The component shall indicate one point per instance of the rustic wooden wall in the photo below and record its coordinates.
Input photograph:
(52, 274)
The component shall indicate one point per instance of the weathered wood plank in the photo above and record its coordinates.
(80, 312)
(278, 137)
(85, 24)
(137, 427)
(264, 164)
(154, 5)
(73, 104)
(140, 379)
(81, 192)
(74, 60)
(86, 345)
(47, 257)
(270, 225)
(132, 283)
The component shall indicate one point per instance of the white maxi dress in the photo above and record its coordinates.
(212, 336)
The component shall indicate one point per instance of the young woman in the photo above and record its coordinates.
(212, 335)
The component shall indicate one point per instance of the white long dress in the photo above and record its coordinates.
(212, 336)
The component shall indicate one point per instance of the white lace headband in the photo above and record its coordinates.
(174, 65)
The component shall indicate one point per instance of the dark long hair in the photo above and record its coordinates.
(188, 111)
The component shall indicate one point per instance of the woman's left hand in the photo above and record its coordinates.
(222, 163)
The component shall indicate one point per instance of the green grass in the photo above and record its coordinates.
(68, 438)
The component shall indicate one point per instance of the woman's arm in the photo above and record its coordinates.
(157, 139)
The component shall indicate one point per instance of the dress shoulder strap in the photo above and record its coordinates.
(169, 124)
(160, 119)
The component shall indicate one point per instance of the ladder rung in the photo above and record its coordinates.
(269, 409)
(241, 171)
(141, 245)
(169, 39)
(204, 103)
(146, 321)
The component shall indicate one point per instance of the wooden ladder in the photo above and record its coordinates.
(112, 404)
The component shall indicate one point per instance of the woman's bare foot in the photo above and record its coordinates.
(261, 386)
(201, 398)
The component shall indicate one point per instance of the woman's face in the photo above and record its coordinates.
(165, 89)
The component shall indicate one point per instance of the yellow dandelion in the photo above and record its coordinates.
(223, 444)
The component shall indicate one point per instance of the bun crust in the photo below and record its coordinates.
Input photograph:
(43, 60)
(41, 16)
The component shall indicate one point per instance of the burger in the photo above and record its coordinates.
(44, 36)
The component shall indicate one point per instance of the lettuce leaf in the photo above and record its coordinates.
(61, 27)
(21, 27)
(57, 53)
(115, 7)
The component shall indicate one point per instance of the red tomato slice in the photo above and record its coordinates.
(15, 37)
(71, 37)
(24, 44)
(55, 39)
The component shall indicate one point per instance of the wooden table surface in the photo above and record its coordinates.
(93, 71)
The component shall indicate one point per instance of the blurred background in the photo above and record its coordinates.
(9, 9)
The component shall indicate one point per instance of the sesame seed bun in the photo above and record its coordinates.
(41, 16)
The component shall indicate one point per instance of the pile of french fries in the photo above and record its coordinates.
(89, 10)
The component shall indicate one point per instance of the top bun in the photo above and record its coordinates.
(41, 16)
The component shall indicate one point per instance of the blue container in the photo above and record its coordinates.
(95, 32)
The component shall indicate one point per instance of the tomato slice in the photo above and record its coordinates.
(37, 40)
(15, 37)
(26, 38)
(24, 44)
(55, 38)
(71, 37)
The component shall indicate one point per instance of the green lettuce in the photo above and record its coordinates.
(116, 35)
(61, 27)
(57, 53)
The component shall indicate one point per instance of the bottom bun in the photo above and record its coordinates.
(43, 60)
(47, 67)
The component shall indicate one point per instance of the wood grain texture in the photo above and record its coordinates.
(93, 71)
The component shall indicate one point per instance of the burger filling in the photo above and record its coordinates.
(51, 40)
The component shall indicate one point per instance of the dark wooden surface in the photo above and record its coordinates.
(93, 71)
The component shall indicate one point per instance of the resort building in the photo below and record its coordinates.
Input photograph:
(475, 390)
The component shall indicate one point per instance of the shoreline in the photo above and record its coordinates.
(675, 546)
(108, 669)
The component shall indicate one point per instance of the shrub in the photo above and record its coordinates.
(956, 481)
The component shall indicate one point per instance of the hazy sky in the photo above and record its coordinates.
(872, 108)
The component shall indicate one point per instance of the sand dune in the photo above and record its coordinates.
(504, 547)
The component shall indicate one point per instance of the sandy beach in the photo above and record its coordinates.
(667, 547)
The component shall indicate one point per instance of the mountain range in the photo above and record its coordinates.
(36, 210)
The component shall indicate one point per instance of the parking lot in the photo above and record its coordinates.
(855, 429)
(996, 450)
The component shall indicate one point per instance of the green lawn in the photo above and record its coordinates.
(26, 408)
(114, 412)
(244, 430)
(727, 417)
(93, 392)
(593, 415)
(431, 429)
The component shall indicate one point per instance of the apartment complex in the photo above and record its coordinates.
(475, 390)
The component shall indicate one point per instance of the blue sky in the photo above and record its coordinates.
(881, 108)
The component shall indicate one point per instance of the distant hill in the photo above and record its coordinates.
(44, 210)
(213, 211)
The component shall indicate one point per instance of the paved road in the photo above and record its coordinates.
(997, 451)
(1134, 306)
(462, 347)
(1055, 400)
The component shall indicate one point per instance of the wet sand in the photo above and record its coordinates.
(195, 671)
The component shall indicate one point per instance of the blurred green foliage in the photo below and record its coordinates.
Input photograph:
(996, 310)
________________________________________
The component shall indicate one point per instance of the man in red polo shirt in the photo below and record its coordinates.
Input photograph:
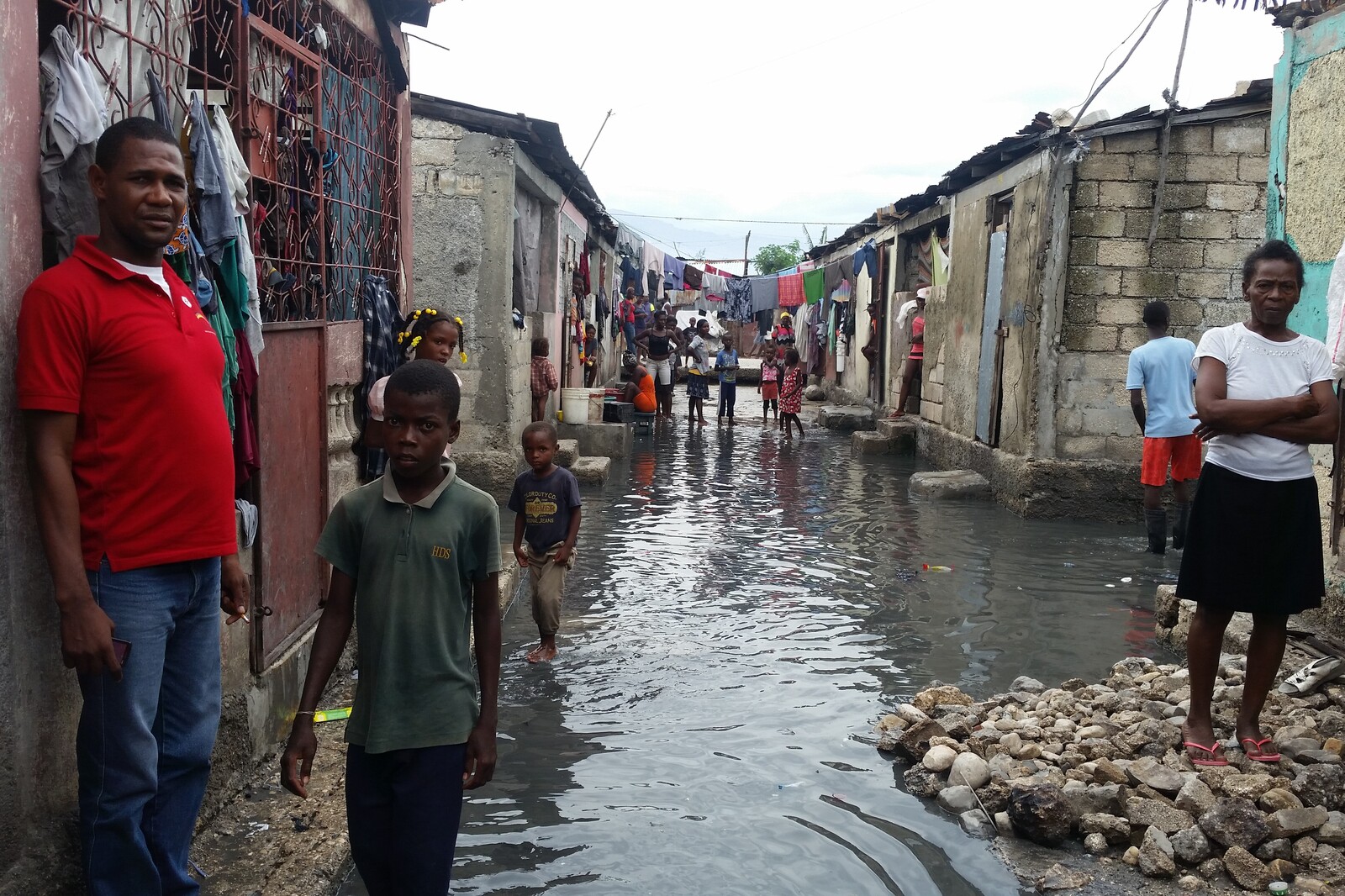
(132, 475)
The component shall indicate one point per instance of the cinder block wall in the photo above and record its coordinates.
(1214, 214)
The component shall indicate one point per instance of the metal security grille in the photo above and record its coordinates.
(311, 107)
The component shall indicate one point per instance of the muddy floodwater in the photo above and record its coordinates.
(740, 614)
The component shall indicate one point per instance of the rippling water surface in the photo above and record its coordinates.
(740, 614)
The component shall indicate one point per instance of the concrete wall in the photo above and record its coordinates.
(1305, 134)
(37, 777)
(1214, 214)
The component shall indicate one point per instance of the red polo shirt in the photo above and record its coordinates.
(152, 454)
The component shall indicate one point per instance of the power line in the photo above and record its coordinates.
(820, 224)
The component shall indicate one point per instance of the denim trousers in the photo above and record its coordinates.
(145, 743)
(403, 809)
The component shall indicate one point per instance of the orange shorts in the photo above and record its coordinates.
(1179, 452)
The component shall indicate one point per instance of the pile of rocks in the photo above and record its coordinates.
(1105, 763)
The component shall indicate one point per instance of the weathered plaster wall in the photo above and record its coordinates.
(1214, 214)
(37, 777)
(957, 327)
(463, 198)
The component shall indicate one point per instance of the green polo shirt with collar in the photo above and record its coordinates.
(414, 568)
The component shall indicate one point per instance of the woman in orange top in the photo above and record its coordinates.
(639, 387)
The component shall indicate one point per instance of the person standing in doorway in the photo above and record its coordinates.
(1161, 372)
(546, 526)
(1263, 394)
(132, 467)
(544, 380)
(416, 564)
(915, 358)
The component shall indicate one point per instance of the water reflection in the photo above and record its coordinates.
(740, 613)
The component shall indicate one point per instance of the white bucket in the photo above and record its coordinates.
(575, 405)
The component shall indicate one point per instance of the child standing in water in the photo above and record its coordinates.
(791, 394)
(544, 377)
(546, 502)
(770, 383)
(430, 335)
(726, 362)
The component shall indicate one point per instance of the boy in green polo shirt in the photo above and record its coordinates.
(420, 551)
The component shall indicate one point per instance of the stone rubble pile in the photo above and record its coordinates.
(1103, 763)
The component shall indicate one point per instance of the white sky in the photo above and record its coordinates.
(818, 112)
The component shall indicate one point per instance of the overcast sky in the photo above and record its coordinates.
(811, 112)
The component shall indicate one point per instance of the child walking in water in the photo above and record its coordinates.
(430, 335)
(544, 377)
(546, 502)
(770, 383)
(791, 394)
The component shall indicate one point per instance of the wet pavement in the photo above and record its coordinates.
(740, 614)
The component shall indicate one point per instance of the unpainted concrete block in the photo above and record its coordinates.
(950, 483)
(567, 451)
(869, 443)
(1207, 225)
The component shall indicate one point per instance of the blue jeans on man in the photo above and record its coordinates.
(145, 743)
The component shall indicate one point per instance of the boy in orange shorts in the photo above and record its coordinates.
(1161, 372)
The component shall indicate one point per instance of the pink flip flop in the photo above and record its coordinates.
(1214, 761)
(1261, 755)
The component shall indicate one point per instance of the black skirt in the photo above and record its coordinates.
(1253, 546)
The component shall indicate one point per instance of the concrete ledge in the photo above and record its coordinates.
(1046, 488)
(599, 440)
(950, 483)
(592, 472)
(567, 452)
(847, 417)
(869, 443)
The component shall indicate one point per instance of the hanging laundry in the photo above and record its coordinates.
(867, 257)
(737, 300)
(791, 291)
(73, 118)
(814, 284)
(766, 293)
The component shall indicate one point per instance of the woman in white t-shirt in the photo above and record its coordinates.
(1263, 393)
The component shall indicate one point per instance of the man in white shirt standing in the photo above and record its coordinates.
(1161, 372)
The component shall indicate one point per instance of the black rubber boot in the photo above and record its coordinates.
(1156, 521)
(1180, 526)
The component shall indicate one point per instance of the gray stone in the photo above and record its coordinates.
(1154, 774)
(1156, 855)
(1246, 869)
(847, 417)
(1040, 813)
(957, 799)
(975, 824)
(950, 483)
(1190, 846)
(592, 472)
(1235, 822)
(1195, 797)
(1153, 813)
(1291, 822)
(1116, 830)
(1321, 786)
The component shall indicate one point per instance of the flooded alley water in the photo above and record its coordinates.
________________________________________
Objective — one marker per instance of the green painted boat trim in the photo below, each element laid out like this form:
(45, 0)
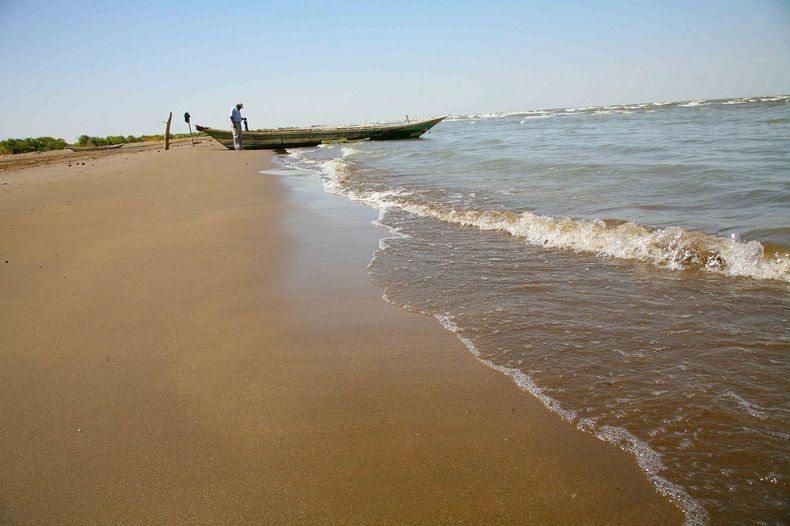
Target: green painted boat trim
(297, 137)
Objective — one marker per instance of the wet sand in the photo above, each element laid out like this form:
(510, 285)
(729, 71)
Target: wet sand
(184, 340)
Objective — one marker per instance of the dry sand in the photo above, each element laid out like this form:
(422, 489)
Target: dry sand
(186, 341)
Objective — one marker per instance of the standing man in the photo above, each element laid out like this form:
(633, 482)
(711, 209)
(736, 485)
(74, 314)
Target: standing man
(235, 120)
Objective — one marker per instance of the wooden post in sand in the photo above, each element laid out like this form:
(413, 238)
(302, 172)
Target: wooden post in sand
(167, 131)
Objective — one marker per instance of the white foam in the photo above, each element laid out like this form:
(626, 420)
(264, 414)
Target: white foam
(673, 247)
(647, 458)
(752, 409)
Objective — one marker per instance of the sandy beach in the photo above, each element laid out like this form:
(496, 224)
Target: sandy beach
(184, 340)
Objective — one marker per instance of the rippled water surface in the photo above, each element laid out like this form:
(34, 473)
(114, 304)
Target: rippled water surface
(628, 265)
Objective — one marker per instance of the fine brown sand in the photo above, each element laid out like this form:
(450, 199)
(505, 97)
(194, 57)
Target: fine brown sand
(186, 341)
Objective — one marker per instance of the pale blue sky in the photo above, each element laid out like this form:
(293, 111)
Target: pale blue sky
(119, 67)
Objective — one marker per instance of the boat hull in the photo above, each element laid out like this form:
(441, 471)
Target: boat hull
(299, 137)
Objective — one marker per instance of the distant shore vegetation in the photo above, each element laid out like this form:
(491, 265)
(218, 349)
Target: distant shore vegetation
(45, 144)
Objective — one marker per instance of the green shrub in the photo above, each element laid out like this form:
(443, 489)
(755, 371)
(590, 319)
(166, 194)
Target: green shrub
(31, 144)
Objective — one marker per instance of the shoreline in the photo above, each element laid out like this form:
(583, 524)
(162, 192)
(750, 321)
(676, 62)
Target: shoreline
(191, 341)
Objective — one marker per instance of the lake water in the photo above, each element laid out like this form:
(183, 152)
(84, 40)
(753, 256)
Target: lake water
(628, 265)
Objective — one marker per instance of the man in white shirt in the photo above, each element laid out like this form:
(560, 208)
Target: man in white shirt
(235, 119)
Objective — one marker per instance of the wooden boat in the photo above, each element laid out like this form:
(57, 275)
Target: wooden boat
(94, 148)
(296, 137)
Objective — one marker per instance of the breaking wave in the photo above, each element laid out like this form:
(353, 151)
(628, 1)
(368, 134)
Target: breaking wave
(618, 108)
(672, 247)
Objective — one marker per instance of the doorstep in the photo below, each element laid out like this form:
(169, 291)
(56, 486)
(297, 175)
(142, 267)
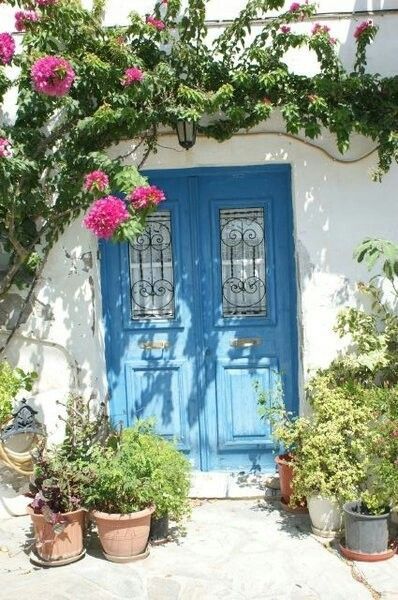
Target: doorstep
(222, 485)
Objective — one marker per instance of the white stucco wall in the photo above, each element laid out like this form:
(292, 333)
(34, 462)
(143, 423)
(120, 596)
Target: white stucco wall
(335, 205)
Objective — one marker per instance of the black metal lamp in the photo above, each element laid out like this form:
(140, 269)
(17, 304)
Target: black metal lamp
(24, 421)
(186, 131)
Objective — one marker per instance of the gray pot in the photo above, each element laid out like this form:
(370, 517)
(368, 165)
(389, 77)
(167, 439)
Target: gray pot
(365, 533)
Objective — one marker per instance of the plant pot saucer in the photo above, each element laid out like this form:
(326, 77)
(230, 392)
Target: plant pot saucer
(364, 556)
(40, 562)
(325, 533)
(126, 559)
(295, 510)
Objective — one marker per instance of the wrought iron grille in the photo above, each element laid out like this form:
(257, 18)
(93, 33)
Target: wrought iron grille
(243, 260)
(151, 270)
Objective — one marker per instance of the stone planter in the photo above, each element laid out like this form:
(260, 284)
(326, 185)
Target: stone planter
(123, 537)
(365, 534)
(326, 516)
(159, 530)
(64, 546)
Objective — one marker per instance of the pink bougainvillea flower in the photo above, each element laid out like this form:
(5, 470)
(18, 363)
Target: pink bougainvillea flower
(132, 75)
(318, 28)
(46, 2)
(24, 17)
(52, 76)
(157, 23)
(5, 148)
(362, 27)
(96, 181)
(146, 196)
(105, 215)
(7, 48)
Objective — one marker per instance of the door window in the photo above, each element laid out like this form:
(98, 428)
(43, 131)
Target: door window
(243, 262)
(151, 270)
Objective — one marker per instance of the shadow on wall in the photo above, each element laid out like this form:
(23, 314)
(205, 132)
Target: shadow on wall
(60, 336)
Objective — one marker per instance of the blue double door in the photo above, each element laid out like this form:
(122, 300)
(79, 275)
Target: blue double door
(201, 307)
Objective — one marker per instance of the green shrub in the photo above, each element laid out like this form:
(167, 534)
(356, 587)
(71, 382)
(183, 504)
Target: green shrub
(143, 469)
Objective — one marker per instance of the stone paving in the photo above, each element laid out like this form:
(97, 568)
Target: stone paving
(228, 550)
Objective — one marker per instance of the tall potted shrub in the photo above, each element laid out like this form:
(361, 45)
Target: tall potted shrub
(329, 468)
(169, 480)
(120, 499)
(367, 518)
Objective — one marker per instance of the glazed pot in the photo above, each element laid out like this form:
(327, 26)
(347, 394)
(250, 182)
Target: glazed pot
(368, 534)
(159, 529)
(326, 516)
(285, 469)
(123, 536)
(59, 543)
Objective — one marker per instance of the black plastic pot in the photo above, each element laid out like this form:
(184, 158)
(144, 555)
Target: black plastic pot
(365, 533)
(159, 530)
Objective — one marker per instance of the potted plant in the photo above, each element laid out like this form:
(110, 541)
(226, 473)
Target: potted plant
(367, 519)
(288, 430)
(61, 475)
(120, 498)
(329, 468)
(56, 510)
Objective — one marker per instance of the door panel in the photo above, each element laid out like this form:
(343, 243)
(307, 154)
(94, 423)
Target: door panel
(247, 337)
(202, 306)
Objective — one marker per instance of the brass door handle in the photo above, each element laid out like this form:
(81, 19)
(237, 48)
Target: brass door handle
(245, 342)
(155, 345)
________________________________________
What you should do: How many of the lines above hold the word "below"? State that number and nothing else.

Response to this task: 7